GIVEN REQUEST:
Can you recast every line of the listing below as a Markdown table with two columns, Row and Line, numbering the rows and skipping any blank lines? Leave the pictures out of the answer.

Rows from a box-labeling dataset
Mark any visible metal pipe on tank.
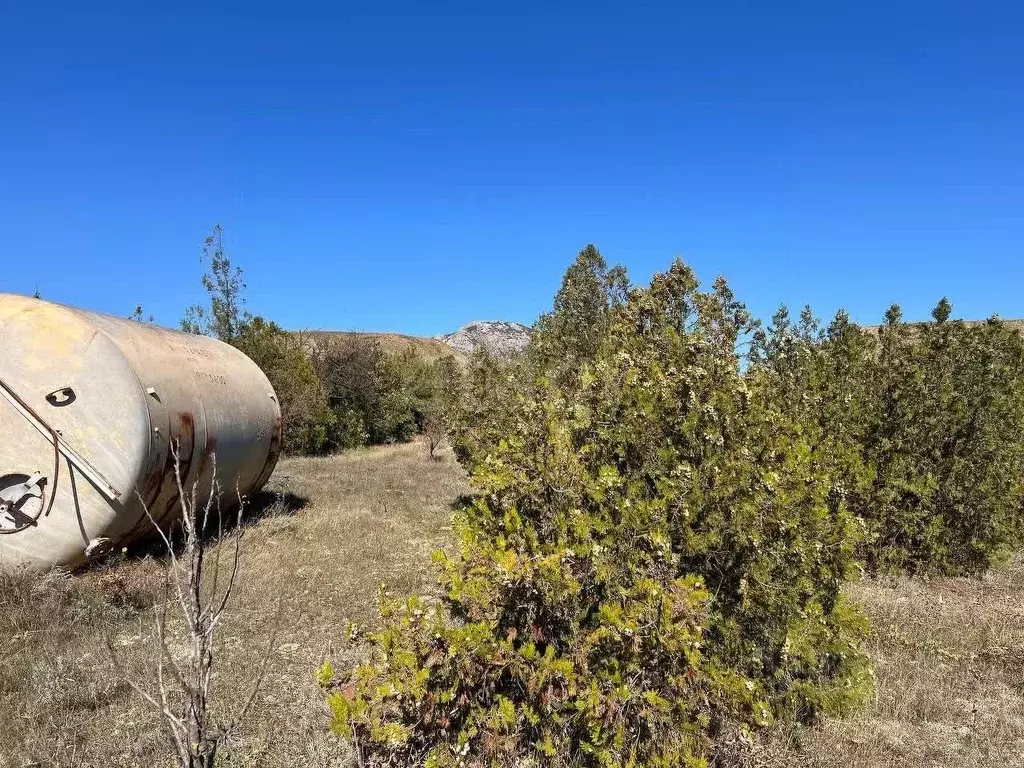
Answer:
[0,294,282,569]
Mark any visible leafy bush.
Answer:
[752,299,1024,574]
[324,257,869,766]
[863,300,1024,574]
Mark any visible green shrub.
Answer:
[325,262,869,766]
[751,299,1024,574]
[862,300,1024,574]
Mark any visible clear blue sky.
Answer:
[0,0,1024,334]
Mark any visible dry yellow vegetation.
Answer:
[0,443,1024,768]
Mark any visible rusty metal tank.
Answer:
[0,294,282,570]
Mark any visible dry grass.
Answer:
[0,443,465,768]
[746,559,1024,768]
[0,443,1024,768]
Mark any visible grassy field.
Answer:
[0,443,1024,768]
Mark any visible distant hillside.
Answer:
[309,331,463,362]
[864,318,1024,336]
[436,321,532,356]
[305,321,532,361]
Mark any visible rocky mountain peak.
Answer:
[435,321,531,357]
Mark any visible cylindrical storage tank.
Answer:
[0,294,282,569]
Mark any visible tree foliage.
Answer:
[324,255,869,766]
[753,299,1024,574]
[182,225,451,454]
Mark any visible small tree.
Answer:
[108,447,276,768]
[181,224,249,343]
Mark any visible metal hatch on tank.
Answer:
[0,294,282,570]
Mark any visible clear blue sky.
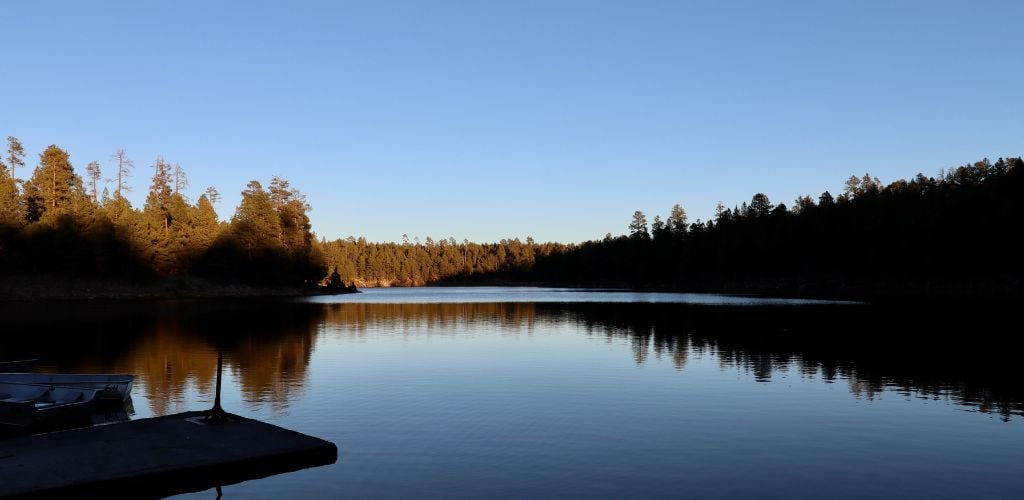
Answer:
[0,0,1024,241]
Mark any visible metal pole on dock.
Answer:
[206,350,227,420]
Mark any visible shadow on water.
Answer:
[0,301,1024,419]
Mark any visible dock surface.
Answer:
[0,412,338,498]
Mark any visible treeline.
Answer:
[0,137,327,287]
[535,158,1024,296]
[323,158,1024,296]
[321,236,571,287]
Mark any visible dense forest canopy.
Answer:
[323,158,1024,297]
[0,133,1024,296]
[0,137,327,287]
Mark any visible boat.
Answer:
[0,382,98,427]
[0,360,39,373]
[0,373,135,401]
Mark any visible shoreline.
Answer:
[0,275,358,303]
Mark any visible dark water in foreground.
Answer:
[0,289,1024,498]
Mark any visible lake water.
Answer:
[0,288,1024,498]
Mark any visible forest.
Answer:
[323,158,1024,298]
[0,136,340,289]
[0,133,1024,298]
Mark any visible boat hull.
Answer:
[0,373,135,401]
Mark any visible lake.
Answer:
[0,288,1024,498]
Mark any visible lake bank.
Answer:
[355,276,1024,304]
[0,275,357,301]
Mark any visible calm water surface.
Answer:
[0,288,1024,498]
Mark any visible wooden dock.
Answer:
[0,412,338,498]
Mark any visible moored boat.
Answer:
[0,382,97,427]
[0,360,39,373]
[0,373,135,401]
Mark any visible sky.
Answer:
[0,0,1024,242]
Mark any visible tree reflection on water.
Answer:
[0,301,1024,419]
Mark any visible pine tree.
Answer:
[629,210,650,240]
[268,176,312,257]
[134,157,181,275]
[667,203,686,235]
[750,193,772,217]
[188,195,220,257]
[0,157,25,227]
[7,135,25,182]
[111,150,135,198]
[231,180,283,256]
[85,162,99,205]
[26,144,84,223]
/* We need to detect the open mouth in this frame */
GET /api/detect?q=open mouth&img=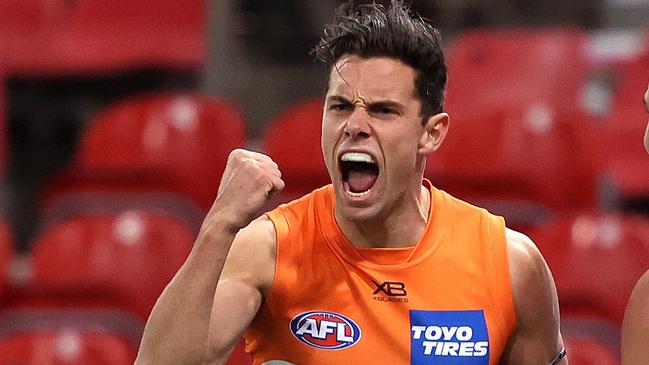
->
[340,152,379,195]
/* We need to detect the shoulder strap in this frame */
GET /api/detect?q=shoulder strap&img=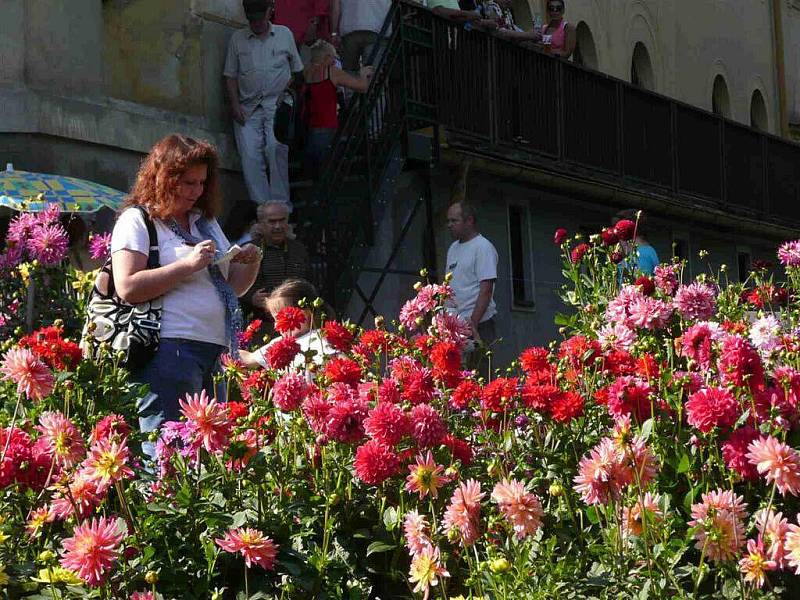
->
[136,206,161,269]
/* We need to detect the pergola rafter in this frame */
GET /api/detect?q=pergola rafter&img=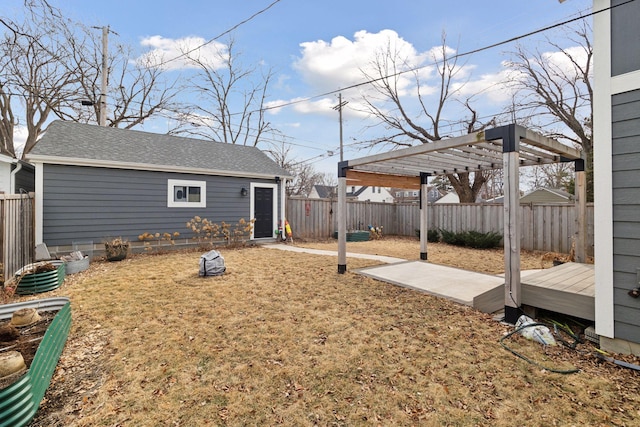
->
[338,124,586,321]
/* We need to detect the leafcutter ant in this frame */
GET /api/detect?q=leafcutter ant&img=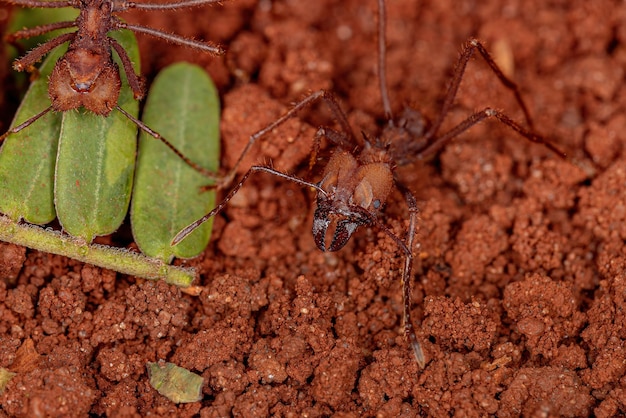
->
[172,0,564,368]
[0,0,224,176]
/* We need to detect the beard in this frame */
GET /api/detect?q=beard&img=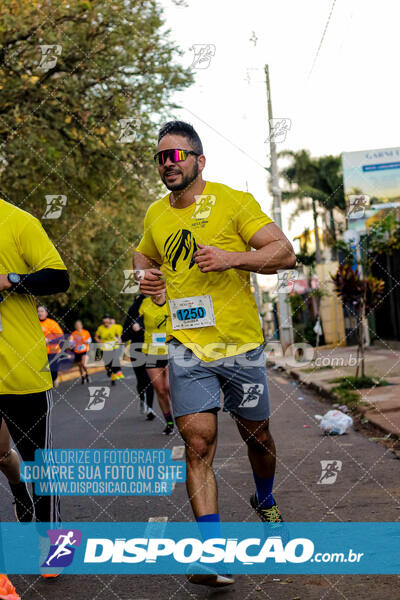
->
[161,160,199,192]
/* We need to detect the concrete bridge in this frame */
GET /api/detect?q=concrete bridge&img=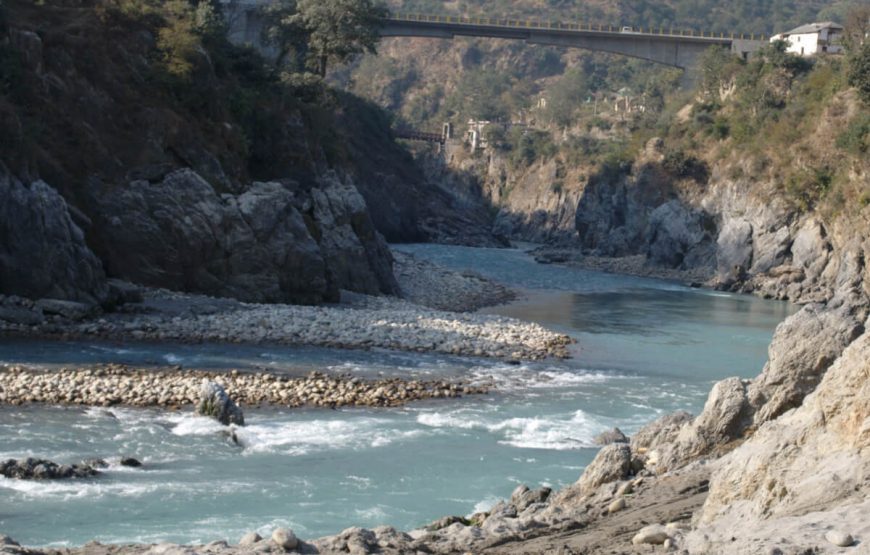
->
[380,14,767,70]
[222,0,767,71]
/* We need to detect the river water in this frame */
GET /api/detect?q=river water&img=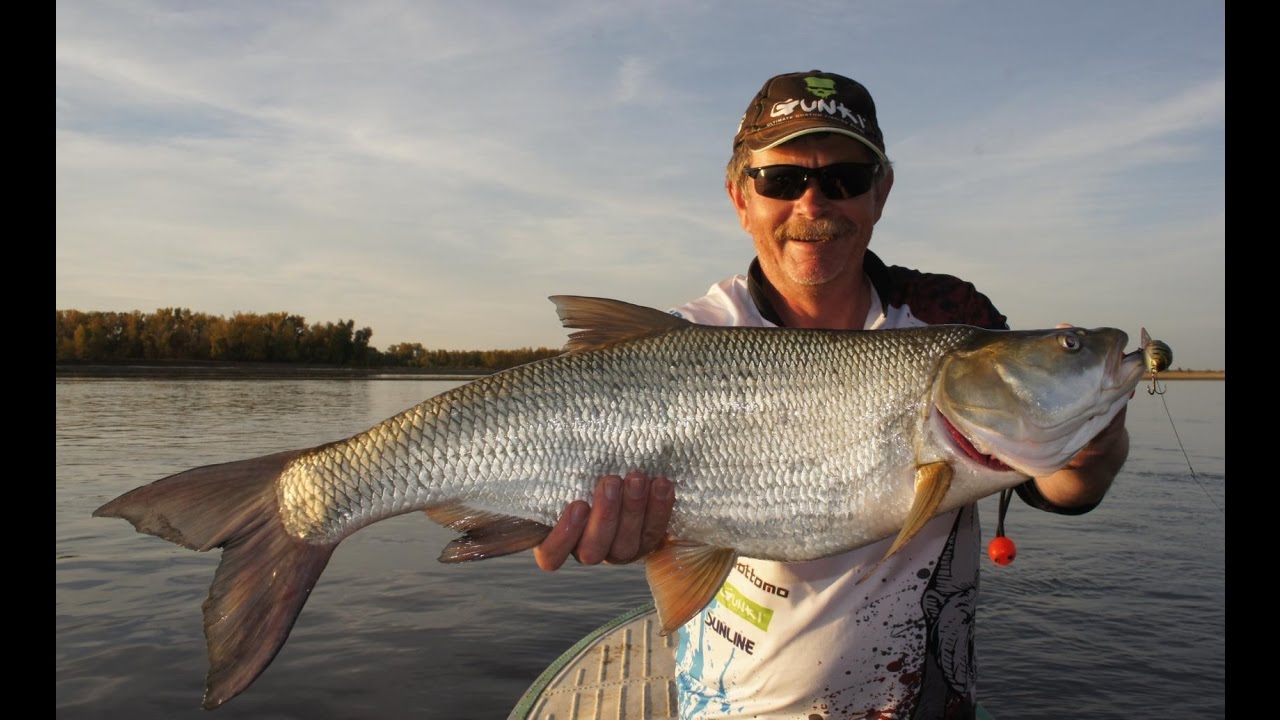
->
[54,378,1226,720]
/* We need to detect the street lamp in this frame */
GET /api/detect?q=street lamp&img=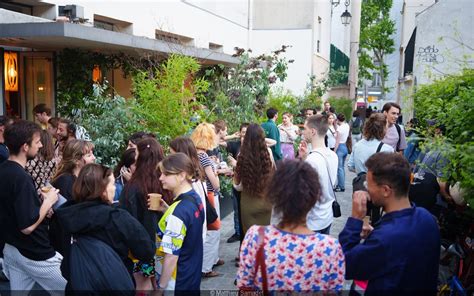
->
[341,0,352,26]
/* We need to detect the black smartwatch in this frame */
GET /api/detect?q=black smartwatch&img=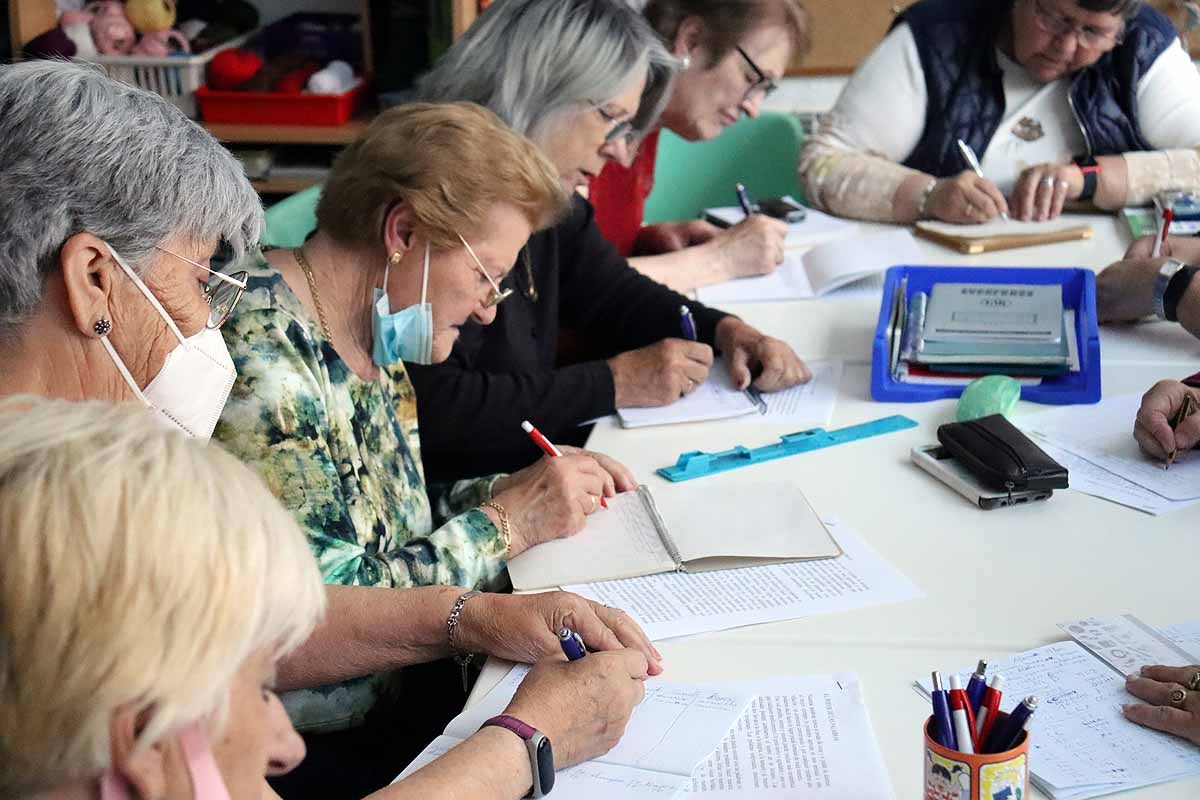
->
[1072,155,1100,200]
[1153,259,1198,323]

CORRECT RESPONSE:
| Row | Line |
|---|---|
| 1 | Mark any visible metal pipe on tank. |
| 2 | Answer: |
| 3 | [0,294,282,569] |
| 4 | Mark any visible leafy bush. |
| 5 | Answer: |
| 6 | [752,299,1024,574] |
| 7 | [324,257,869,766] |
| 8 | [863,300,1024,574] |
| 9 | Mark any visible green shrub. |
| 10 | Answer: |
| 11 | [325,262,869,766] |
| 12 | [751,299,1024,574] |
| 13 | [862,300,1024,574] |
| 14 | Mark any visible clear blue sky. |
| 15 | Answer: |
| 16 | [0,0,1024,334] |
| 17 | Mark any visible dry yellow vegetation. |
| 18 | Answer: |
| 19 | [0,443,1024,768] |
| 20 | Mark any visible rusty metal tank. |
| 21 | Answer: |
| 22 | [0,294,282,570] |
| 23 | Mark any visible dry grass. |
| 24 | Answer: |
| 25 | [0,443,465,768] |
| 26 | [746,559,1024,768] |
| 27 | [0,443,1024,768] |
| 28 | Mark any visible grassy field. |
| 29 | Answer: |
| 30 | [0,443,1024,768] |
| 31 | Mark any visible distant hillside. |
| 32 | Answer: |
| 33 | [309,331,463,362] |
| 34 | [864,318,1024,336] |
| 35 | [436,321,532,356] |
| 36 | [305,321,532,361] |
| 37 | Mark any visible rocky mountain peak. |
| 38 | Answer: |
| 39 | [435,321,531,357] |
| 40 | Mark any visible cylindrical storage tank. |
| 41 | Answer: |
| 42 | [0,294,282,569] |
| 43 | Mark any visible tree foliage. |
| 44 | Answer: |
| 45 | [324,255,869,766] |
| 46 | [753,299,1024,574] |
| 47 | [182,225,451,454] |
| 48 | Mark any visible small tree. |
| 49 | Answer: |
| 50 | [108,447,276,768] |
| 51 | [181,224,249,343] |
| 52 | Mark any visible metal hatch on tank. |
| 53 | Answer: |
| 54 | [0,294,282,570] |
| 55 | Mark any visible clear blue sky. |
| 56 | Answer: |
| 57 | [0,0,1024,241] |
| 58 | Mark any visible metal pole on dock. |
| 59 | Answer: |
| 60 | [206,350,227,420] |
| 61 | Mark any visible shadow on water. |
| 62 | Answer: |
| 63 | [0,301,1024,419] |
| 64 | Mark any visible dock surface. |
| 65 | Answer: |
| 66 | [0,412,338,498] |
| 67 | Mark any visible treeline. |
| 68 | Answer: |
| 69 | [0,137,327,287] |
| 70 | [535,158,1024,296] |
| 71 | [323,158,1024,296] |
| 72 | [321,236,571,287] |
| 73 | Mark any visible dense forest canopy. |
| 74 | Answer: |
| 75 | [323,158,1024,297] |
| 76 | [0,133,1024,296] |
| 77 | [0,137,327,287] |
| 78 | Mark any visible boat. |
| 79 | Answer: |
| 80 | [0,382,98,427] |
| 81 | [0,360,39,373] |
| 82 | [0,373,135,401] |
| 83 | Mark any visible shoreline. |
| 84 | Answer: |
| 85 | [0,275,358,303] |
| 86 | Mark any visible dark water in foreground. |
| 87 | Answer: |
| 88 | [0,289,1024,498] |
| 89 | Mark any visible lake water. |
| 90 | Answer: |
| 91 | [0,288,1024,498] |
| 92 | Mark any visible forest. |
| 93 | Answer: |
| 94 | [323,158,1024,298] |
| 95 | [0,136,340,289] |
| 96 | [0,133,1024,298] |
| 97 | Mark any visible boat hull. |
| 98 | Answer: |
| 99 | [0,373,135,401] |
| 100 | Mark any visible lake. |
| 101 | Answer: |
| 102 | [0,288,1024,498] |
| 103 | Mark any visible lake bank. |
| 104 | Answer: |
| 105 | [355,276,1024,304] |
| 106 | [0,275,357,301] |
| 107 | Mark any visible calm water surface. |
| 108 | Answer: |
| 109 | [0,288,1024,498] |
| 110 | Mark any visible wooden dock. |
| 111 | Answer: |
| 112 | [0,412,338,498] |
| 113 | Mark any visible moored boat. |
| 114 | Answer: |
| 115 | [0,382,97,427] |
| 116 | [0,360,39,373] |
| 117 | [0,373,135,401] |
| 118 | Mark any visible sky. |
| 119 | Answer: |
| 120 | [0,0,1024,242] |
| 121 | Mark any visible tree reflection on water. |
| 122 | Answer: |
| 123 | [0,301,1024,419] |
| 124 | Mark any visible pine tree. |
| 125 | Answer: |
| 126 | [629,210,650,240] |
| 127 | [268,176,312,257] |
| 128 | [134,157,181,275] |
| 129 | [667,203,686,235] |
| 130 | [750,193,772,217] |
| 131 | [188,195,220,257] |
| 132 | [0,157,25,227] |
| 133 | [7,135,25,182] |
| 134 | [111,150,135,198] |
| 135 | [231,180,283,256] |
| 136 | [85,162,99,205] |
| 137 | [26,144,84,223] |
| 138 | /* We need to detect the open mouth in this frame */ |
| 139 | GET /api/detect?q=open mouth&img= |
| 140 | -> |
| 141 | [340,152,379,195] |
| 142 | /* We need to detect the shoulder strap in this frame */ |
| 143 | GET /api/detect?q=shoulder strap&img= |
| 144 | -> |
| 145 | [136,206,161,269] |
| 146 | /* We need to detect the pergola rafter in this frame */ |
| 147 | GET /api/detect?q=pergola rafter&img= |
| 148 | -> |
| 149 | [338,124,586,321] |
| 150 | /* We need to detect the leafcutter ant in this frame */ |
| 151 | GET /api/detect?q=leafcutter ant&img= |
| 152 | -> |
| 153 | [172,0,564,368] |
| 154 | [0,0,224,176] |
| 155 | /* We need to detect the beard in this frame */ |
| 156 | GET /api/detect?q=beard&img= |
| 157 | -> |
| 158 | [161,160,199,192] |
| 159 | /* We need to detect the concrete bridge in this frame */ |
| 160 | GET /api/detect?q=concrete bridge&img= |
| 161 | -> |
| 162 | [380,14,767,70] |
| 163 | [222,0,767,71] |
| 164 | /* We need to detect the river water in this frame */ |
| 165 | GET /api/detect?q=river water&img= |
| 166 | -> |
| 167 | [54,378,1226,720] |
| 168 | /* We need to detect the street lamp in this frame */ |
| 169 | GET /api/detect?q=street lamp&img= |
| 170 | -> |
| 171 | [341,0,352,26] |
| 172 | /* We need to detect the black smartwatch in this frame */ |
| 173 | GET /api/detect?q=black smartwatch&img= |
| 174 | -> |
| 175 | [1072,155,1100,200] |
| 176 | [1153,259,1198,323] |